§ Given instruction
Copy out exactly the lines running from the one with "In this photo, where can the blue canopy" through the final line, both ends included, and nothing else. Pictures stay out of the copy.

--- Start of Entries supplied ---

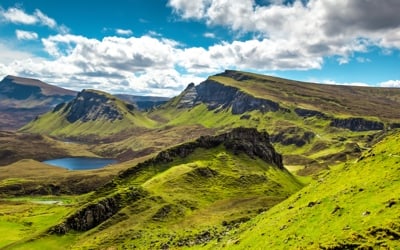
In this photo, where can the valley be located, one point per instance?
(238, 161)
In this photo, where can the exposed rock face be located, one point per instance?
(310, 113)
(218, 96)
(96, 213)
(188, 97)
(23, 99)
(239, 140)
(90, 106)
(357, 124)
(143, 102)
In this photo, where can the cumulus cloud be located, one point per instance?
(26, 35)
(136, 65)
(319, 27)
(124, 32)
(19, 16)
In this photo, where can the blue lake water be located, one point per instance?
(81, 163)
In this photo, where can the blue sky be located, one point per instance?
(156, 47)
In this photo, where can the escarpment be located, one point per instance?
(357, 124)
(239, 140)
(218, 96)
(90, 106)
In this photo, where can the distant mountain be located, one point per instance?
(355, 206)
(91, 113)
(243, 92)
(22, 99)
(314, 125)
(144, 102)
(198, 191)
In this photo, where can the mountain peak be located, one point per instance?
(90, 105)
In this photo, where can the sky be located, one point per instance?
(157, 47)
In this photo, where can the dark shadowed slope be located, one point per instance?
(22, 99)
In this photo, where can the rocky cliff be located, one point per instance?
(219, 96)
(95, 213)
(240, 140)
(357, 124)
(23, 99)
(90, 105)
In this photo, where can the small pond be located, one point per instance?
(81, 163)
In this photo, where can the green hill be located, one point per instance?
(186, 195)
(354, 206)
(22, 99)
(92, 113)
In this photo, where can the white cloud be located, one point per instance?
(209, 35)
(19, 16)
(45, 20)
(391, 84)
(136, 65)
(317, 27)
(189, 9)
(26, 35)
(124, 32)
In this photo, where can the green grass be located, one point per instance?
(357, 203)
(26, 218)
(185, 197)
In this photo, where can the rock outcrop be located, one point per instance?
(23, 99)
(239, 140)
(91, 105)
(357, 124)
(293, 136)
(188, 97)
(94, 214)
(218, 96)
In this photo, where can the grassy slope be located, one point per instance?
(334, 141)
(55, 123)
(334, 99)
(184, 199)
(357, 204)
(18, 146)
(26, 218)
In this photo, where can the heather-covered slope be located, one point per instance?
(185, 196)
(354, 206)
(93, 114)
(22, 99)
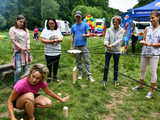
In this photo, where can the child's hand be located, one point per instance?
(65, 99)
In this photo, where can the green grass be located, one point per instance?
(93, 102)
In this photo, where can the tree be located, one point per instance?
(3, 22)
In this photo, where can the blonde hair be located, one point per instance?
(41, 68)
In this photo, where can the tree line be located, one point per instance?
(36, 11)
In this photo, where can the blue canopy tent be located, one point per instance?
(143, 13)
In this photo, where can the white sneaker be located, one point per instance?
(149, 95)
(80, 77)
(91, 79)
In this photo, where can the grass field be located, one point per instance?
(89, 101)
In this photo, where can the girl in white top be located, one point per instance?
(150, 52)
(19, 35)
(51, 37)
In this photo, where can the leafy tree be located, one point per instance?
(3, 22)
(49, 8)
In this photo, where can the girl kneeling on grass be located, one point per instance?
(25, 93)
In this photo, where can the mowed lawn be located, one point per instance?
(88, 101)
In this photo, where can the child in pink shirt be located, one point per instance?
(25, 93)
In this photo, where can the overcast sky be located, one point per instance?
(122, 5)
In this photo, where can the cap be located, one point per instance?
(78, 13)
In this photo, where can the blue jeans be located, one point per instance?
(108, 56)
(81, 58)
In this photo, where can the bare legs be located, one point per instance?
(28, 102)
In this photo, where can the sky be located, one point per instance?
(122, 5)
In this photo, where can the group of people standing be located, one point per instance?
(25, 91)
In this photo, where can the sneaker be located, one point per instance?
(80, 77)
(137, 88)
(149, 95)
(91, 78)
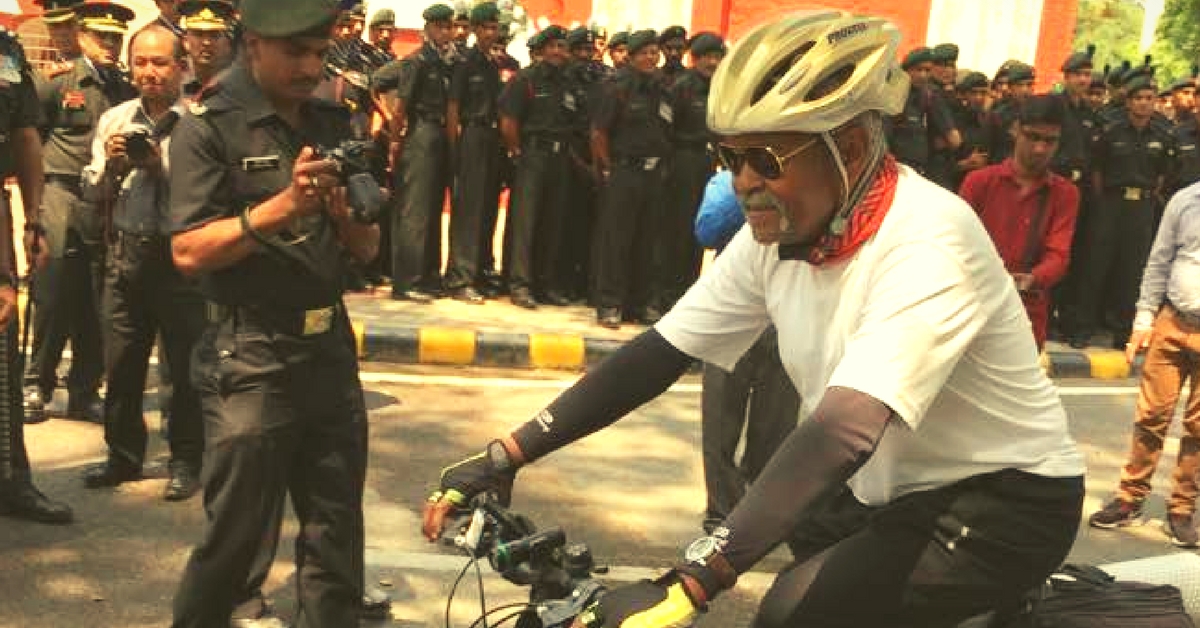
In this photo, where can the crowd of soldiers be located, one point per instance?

--- End of Entries supplied ---

§ Response to this task
In this photo, where can the blue canopy tent be located, one point per instance?
(143, 13)
In this photo, where can the white sneaker be located, one point per instance?
(149, 95)
(80, 77)
(91, 79)
In this photo, where can the grass field be located, one point per instance?
(89, 101)
In this photo, where can the girl in white top be located, one point per instance?
(150, 52)
(19, 35)
(51, 37)
In this photo, where can the leafy tree be located, one point per instance?
(3, 22)
(49, 8)
In this photo, where can the girl kneeling on grass be located, one point per instance?
(25, 93)
In this photo, where can the mowed lawn be located, one point per instance?
(88, 101)
In this photo, where can the child in pink shirt be located, one point per instance?
(25, 93)
In this photo, where can the overcast sky be located, one point per instance?
(122, 5)
In this photo, where can the cap be located, one point per instance?
(78, 13)
In this photo, where can the blue jeans be located, one point per instance?
(108, 56)
(81, 58)
In this photo, where can the bare legs be located, one point per instance?
(28, 102)
In this photo, where can the sky be located, one point per instance?
(122, 5)
In this photo, where can the group of people standing be located, one point per instance?
(25, 91)
In this photo, where can the sneaker be located, one point per instance?
(80, 77)
(137, 88)
(149, 95)
(91, 78)
In this photo, where can the crowd of soldiers be located, one point per instance?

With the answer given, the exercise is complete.